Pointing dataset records
★ ★ ★ ★ ★

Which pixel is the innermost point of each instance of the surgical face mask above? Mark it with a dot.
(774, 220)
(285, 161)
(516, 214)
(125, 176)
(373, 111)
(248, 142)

★ ★ ★ ★ ★

> _Aim_
Copy down the material exactly as written.

> _Answer to this exercise_
Which pixel is the innermost point of each instance of the surgical face mask above? Mark it with a dot.
(774, 220)
(285, 161)
(516, 214)
(125, 176)
(373, 111)
(248, 142)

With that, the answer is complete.